Aim of the task: Below are some records. Quote exactly the lines from the one that contains "Objective — one dot per instance of the woman's nose." through the last, both included, and leave out the pictures.

Stored items from a collection
--------------------

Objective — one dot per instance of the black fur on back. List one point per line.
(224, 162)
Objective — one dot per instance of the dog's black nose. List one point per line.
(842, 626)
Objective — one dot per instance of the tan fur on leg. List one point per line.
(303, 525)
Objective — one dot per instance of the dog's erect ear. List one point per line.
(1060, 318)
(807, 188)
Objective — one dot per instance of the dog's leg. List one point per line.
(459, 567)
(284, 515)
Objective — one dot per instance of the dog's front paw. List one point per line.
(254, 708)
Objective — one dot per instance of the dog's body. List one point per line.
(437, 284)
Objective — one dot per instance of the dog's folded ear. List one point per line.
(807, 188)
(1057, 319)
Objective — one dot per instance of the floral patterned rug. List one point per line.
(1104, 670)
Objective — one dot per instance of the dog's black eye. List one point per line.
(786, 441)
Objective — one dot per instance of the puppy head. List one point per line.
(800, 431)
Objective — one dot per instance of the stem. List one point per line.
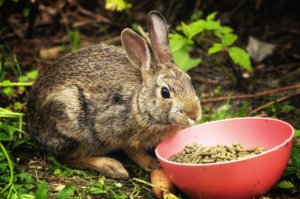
(149, 184)
(11, 170)
(16, 84)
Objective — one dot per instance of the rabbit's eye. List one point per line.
(165, 93)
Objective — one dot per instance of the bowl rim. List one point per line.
(231, 161)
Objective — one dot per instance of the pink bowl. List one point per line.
(245, 178)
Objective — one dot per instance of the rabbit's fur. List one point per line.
(104, 98)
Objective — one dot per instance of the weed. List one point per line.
(208, 32)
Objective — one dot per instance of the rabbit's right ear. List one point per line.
(136, 49)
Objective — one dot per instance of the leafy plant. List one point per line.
(210, 32)
(23, 81)
(118, 5)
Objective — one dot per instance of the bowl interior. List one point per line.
(249, 132)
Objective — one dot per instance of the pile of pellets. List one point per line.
(199, 154)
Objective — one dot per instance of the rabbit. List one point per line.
(104, 98)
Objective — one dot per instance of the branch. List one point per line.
(247, 96)
(273, 102)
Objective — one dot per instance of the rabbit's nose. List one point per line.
(196, 113)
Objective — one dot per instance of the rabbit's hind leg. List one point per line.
(109, 167)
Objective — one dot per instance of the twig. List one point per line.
(11, 169)
(273, 102)
(239, 97)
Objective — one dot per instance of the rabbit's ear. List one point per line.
(158, 32)
(136, 49)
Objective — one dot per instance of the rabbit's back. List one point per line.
(93, 84)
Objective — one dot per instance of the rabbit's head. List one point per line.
(167, 96)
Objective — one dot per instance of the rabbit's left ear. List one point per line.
(158, 33)
(136, 49)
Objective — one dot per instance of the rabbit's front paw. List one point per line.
(109, 167)
(145, 161)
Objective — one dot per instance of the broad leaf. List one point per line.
(228, 39)
(215, 48)
(240, 57)
(42, 191)
(184, 61)
(66, 192)
(211, 16)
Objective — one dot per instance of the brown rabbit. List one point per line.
(104, 98)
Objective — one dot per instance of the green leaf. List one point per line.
(184, 61)
(8, 91)
(97, 191)
(118, 5)
(66, 192)
(295, 155)
(26, 196)
(285, 185)
(212, 25)
(240, 57)
(177, 42)
(168, 195)
(6, 83)
(228, 39)
(297, 133)
(196, 28)
(25, 177)
(42, 192)
(7, 132)
(215, 48)
(226, 30)
(211, 16)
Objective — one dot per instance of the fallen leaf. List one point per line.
(259, 50)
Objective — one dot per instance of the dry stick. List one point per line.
(238, 97)
(273, 102)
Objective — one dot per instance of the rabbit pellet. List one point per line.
(199, 154)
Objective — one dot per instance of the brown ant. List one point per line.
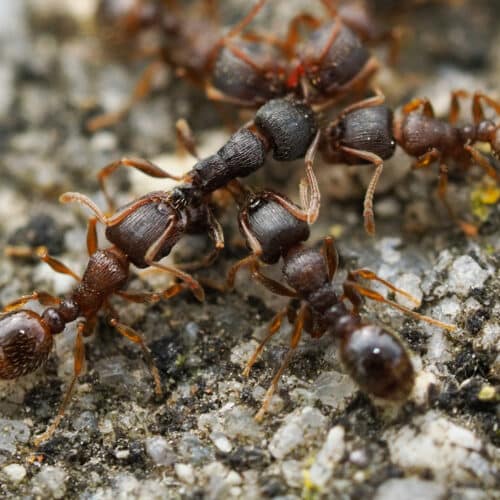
(431, 139)
(247, 68)
(373, 356)
(26, 338)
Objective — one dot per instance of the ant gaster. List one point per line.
(373, 356)
(26, 338)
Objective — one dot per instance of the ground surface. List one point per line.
(322, 438)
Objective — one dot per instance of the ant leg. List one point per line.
(427, 159)
(151, 297)
(153, 251)
(370, 275)
(293, 34)
(331, 256)
(372, 294)
(78, 365)
(141, 90)
(368, 214)
(477, 108)
(294, 340)
(417, 103)
(91, 236)
(483, 162)
(253, 264)
(274, 327)
(185, 139)
(106, 221)
(331, 39)
(144, 166)
(135, 337)
(455, 105)
(44, 298)
(217, 236)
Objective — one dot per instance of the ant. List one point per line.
(26, 338)
(142, 233)
(430, 139)
(374, 357)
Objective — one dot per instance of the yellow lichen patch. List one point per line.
(311, 490)
(483, 197)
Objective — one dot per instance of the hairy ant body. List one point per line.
(430, 139)
(247, 68)
(374, 357)
(26, 338)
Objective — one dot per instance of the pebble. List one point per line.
(185, 473)
(160, 451)
(306, 423)
(50, 482)
(293, 472)
(328, 457)
(221, 442)
(434, 443)
(14, 472)
(411, 488)
(12, 431)
(465, 274)
(334, 389)
(410, 283)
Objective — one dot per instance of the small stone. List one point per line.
(465, 274)
(160, 451)
(433, 443)
(330, 454)
(307, 423)
(14, 472)
(12, 431)
(185, 473)
(221, 442)
(293, 473)
(122, 454)
(334, 389)
(411, 488)
(50, 482)
(409, 283)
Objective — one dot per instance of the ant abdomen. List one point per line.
(25, 343)
(377, 361)
(289, 125)
(345, 59)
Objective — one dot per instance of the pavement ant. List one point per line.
(374, 357)
(247, 68)
(26, 338)
(432, 140)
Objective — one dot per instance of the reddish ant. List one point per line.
(248, 69)
(26, 338)
(374, 357)
(431, 139)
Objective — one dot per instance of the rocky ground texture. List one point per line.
(322, 437)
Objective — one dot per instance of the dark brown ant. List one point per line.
(241, 68)
(373, 356)
(26, 338)
(247, 68)
(432, 140)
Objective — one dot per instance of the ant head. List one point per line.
(131, 16)
(25, 343)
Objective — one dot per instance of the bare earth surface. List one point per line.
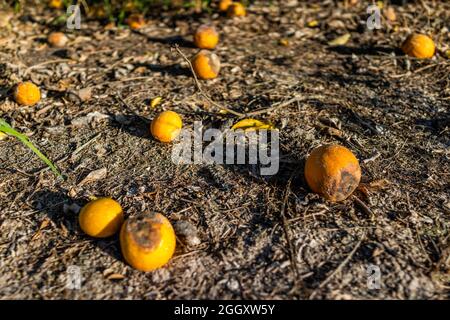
(261, 237)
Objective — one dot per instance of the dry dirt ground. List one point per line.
(261, 237)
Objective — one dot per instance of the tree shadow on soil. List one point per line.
(52, 203)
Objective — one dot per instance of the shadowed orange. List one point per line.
(236, 9)
(206, 65)
(101, 218)
(27, 94)
(147, 242)
(206, 37)
(419, 46)
(332, 171)
(166, 126)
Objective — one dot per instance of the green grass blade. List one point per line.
(6, 128)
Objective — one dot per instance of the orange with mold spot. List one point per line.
(166, 126)
(332, 171)
(147, 242)
(206, 37)
(206, 65)
(101, 218)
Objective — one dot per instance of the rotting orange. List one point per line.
(147, 242)
(57, 39)
(27, 94)
(236, 9)
(419, 46)
(206, 65)
(332, 171)
(224, 4)
(166, 126)
(206, 37)
(101, 218)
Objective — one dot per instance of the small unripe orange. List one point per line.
(27, 94)
(166, 126)
(206, 37)
(332, 171)
(147, 242)
(224, 4)
(236, 9)
(101, 218)
(135, 21)
(57, 39)
(206, 65)
(419, 46)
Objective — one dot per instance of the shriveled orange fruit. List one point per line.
(135, 21)
(419, 46)
(206, 65)
(333, 172)
(101, 218)
(236, 9)
(147, 242)
(224, 4)
(166, 126)
(206, 37)
(57, 39)
(27, 94)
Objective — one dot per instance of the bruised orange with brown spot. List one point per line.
(206, 65)
(166, 126)
(332, 171)
(147, 242)
(206, 37)
(236, 9)
(419, 46)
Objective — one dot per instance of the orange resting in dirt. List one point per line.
(147, 242)
(224, 4)
(206, 65)
(166, 126)
(419, 46)
(27, 94)
(206, 37)
(57, 39)
(101, 218)
(236, 9)
(135, 21)
(333, 172)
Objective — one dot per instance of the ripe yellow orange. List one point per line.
(101, 218)
(147, 242)
(206, 37)
(135, 21)
(166, 126)
(27, 94)
(332, 171)
(236, 9)
(418, 46)
(224, 4)
(206, 65)
(57, 39)
(55, 4)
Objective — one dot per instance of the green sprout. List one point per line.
(6, 128)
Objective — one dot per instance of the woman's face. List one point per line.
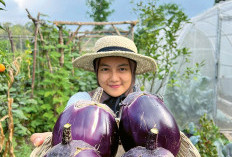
(114, 75)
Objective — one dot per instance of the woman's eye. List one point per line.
(104, 69)
(122, 69)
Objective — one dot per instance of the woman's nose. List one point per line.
(114, 76)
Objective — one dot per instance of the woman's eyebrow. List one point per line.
(123, 65)
(103, 64)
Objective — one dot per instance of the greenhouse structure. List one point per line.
(209, 38)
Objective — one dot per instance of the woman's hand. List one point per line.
(38, 138)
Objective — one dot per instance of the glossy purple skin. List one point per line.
(65, 150)
(88, 153)
(91, 124)
(139, 114)
(143, 152)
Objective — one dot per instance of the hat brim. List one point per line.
(144, 63)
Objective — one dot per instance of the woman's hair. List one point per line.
(132, 65)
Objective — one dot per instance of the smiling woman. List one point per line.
(115, 62)
(114, 75)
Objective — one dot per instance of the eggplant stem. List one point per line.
(152, 139)
(66, 136)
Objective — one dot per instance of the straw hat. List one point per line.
(116, 46)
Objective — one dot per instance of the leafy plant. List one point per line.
(207, 138)
(99, 11)
(156, 37)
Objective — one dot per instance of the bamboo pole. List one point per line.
(61, 42)
(36, 23)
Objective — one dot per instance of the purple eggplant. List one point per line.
(151, 149)
(140, 112)
(71, 148)
(92, 122)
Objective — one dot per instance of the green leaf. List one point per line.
(1, 1)
(19, 114)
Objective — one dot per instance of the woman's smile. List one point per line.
(114, 75)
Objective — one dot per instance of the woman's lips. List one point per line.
(114, 86)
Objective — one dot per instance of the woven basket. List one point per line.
(187, 149)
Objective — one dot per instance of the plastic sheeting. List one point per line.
(209, 38)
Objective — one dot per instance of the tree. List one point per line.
(156, 36)
(99, 11)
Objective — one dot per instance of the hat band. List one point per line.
(114, 48)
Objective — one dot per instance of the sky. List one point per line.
(75, 10)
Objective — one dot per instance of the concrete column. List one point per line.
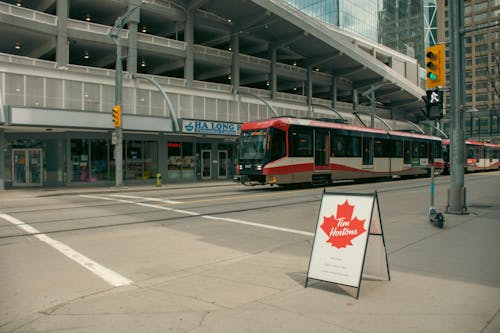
(235, 65)
(309, 85)
(355, 99)
(273, 77)
(2, 160)
(333, 93)
(132, 24)
(189, 39)
(62, 46)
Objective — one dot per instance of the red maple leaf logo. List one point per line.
(343, 228)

--------------------

Problem solution:
Objective — one dot per instance of the woman's nose. List one point per line.
(114, 76)
Objective — one dot per instance of the woman's eyebrow. List one point per line.
(123, 65)
(103, 64)
Objective — one dot per instance of the greenhouse structure. List one point per line.
(209, 38)
Objective — one dot per instance of the woman's hand. List one point per line.
(38, 138)
Objective — one dot per instance of the glossy purple skin. List one point per line.
(65, 150)
(88, 153)
(91, 124)
(139, 114)
(143, 152)
Objective — one dot per instance of the hat brim. List one point per line.
(144, 63)
Objective — one dot per instance of the woman's hair. List one point per line.
(132, 65)
Objective — one dot per instance of the smiling woman. List one point per line.
(115, 62)
(114, 75)
Objective — one dot per instance of the eggplant stem. List one point per line.
(152, 139)
(66, 136)
Objective — one dot per instance of the straw hat. List one point per line.
(116, 46)
Objective — one dot per instance of the leafy plant. List one point per line.
(207, 138)
(99, 11)
(156, 37)
Objective — one dot per instance of the bamboo pole. List one point per line.
(61, 42)
(36, 23)
Objective — one dot per instance of the purple eggplant. List one point per line.
(151, 149)
(140, 112)
(71, 148)
(92, 122)
Objective — one dot per instance of the green leaf. List one point per line.
(1, 1)
(19, 114)
Objective — one dot per instance of the woman's smile. List one point per line.
(114, 75)
Objective — one dot per instance of the woman's lips. List one point per line.
(114, 86)
Objective — one dot per instance of the woven basket. List one point per line.
(187, 149)
Objective — one dot per instance of the plastic sheeting. List one point per line.
(209, 38)
Objective — one dot per instance of the tree. List one point per line.
(156, 36)
(99, 11)
Objective — one dot per instance of the hat band. List one point per line.
(114, 48)
Objective — one dot per instance of the sky. List one point per line.
(75, 10)
Objective — one dot per instance of the concrete column. List one point per line.
(235, 65)
(309, 85)
(355, 99)
(273, 77)
(2, 160)
(333, 93)
(132, 24)
(189, 39)
(62, 46)
Objective — one dot per instance of the red maple leaf logo. List one point per line.
(343, 228)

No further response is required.